- [Ausgangstext]
········
REUTLINGEN. Reutlingen musste sich strecken", titelte der GEA in der Ausgabe vom 24. Oktober 1949. Die Rede war von den Fußballern des SSV Reutlingen, die in der Oberliga Südwest bei der Spvgg Trossingen 1:0 gewannen. "Wer von den Reutlingern einen glatten Sieg und ein ausgezeichnetes Spiel erwartete, wurde enttäuscht", hieß es in dem Spielbericht. GEA-Redakteure waren damals bei Auswärtsspielen noch nicht dabei. Unter dem Bericht der Partie Trossingen gegen Reutlingen stand das Kürzel "ro". Das Tor des Tages vor 1.500 Zuschauern fiel in der 73. Minute. Der GEA-Mitarbeiter beschrieb diesen Treffer wie folgt: "Nach einer Ecke von Baum köpft Scheuffele überlegt zu dem links lauernden Pflumm, der platziert und scharf ins lange Eck schießt."
Der SSV Reutlingen in der Spielzeit 1949/50 – das war eine Erfolgsgeschichte. Es war eine Zeit, in der auf den Kennzeichen der wenigen hiesigen Autos noch »FW« stand (für Französisch-Württemberg) und in der auf die Briefumschläge die Postleitzahl »14b« geschrieben wurde. Seit dem Herbst 1947 spielte der SSV in der Oberliga Südwest, Gruppe Süd. In der ersten Saison sprang Platz sieben heraus, ein Jahr später Rang sechs. Aufsteiger Tübinger SV 03 kam als Aufsteiger in der Spielzeit 1948/49 als Zweiter ins Ziel.
Keine Chance gegen Walter-Elf
1949/50 holte sich der SSV Reutlingen mit 46:14 Punkten den Titel, gefolgt vom Tübinger SV 03 (41:19). Im Kampf um die Zonenmeisterschaft traf der SSV als Meister der Gruppe Süd auf den 1. FC Kaiserslautern, den Ersten der Gruppe Nord. Die Lauterer um Fritz Walter waren damals in Südwestdeutschland das Maß der Dinge. Vor 15.000 Zuschauern in Ludwigshafen stand es nach 90 Minuten sensationell 1:1. In der Verlängerung setzte sich die Walter-Elf noch mit 6:1 durch.
········
- [Datenzeilen]

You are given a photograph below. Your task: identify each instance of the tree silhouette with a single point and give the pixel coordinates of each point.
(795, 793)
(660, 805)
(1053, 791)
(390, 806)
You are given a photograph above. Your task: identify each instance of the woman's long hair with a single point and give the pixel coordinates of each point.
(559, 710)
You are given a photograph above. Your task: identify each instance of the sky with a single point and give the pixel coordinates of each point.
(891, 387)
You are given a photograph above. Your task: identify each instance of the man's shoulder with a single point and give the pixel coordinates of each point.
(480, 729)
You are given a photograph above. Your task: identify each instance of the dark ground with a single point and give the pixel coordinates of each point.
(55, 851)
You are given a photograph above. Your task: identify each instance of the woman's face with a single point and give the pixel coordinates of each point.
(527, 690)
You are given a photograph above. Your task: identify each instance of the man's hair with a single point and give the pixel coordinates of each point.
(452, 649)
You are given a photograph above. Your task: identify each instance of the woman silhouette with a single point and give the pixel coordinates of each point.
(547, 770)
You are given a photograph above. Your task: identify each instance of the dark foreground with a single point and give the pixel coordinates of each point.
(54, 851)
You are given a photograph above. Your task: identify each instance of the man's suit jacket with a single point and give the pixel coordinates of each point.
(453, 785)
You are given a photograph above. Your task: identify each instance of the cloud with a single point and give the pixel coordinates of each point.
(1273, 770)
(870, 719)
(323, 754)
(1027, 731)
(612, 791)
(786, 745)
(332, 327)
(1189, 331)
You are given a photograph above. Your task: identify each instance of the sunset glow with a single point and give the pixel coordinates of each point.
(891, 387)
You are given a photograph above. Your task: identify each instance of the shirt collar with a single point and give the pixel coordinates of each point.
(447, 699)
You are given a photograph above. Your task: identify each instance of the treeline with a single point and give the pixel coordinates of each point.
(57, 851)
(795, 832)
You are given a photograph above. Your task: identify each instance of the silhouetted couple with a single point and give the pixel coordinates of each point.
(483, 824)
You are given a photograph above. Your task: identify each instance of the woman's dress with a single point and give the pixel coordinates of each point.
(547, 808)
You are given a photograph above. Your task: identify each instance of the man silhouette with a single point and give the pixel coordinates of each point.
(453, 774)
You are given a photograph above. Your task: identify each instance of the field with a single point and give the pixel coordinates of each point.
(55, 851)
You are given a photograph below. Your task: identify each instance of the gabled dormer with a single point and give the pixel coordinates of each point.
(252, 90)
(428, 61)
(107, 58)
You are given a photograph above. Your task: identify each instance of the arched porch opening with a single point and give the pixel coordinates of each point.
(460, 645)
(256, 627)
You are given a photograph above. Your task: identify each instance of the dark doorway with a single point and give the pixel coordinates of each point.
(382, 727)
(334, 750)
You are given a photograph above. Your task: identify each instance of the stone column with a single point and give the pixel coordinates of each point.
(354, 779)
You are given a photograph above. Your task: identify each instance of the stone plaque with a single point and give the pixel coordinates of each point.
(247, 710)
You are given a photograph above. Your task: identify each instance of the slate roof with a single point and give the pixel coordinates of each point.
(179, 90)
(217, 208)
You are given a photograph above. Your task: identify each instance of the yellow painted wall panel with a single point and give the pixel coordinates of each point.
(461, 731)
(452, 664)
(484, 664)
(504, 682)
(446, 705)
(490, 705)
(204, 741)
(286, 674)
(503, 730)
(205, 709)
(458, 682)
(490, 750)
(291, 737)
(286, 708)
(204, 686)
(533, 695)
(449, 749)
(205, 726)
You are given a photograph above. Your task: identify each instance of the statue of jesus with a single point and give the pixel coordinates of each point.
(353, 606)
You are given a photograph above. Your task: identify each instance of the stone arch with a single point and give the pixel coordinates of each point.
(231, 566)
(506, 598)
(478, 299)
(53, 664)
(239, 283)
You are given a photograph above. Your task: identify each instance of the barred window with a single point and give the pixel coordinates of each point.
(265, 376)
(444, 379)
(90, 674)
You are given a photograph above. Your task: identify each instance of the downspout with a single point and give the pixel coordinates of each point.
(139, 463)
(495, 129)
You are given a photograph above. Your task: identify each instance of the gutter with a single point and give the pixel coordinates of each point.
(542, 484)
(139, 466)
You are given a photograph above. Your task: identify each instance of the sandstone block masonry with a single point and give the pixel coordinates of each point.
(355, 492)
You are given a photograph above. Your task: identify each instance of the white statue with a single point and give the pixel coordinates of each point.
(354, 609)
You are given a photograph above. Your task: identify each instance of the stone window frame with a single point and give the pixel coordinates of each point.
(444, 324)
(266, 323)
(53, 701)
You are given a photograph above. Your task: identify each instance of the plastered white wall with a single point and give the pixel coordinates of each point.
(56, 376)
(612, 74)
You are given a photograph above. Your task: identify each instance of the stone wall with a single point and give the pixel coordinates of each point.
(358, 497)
········
Gib aus dem Text über den SSV Reutlingen die Stelle von „Keine Chance gegen“ bis „mit 6:1 durch.“ wortgetreu wieder.

- [Antwort zur Aufgabe]
Keine Chance gegen Walter-Elf
1949/50 holte sich der SSV Reutlingen mit 46:14 Punkten den Titel, gefolgt vom Tübinger SV 03 (41:19). Im Kampf um die Zonenmeisterschaft traf der SSV als Meister der Gruppe Süd auf den 1. FC Kaiserslautern, den Ersten der Gruppe Nord. Die Lauterer um Fritz Walter waren damals in Südwestdeutschland das Maß der Dinge. Vor 15.000 Zuschauern in Ludwigshafen stand es nach 90 Minuten sensationell 1:1. In der Verlängerung setzte sich die Walter-Elf noch mit 6:1 durch.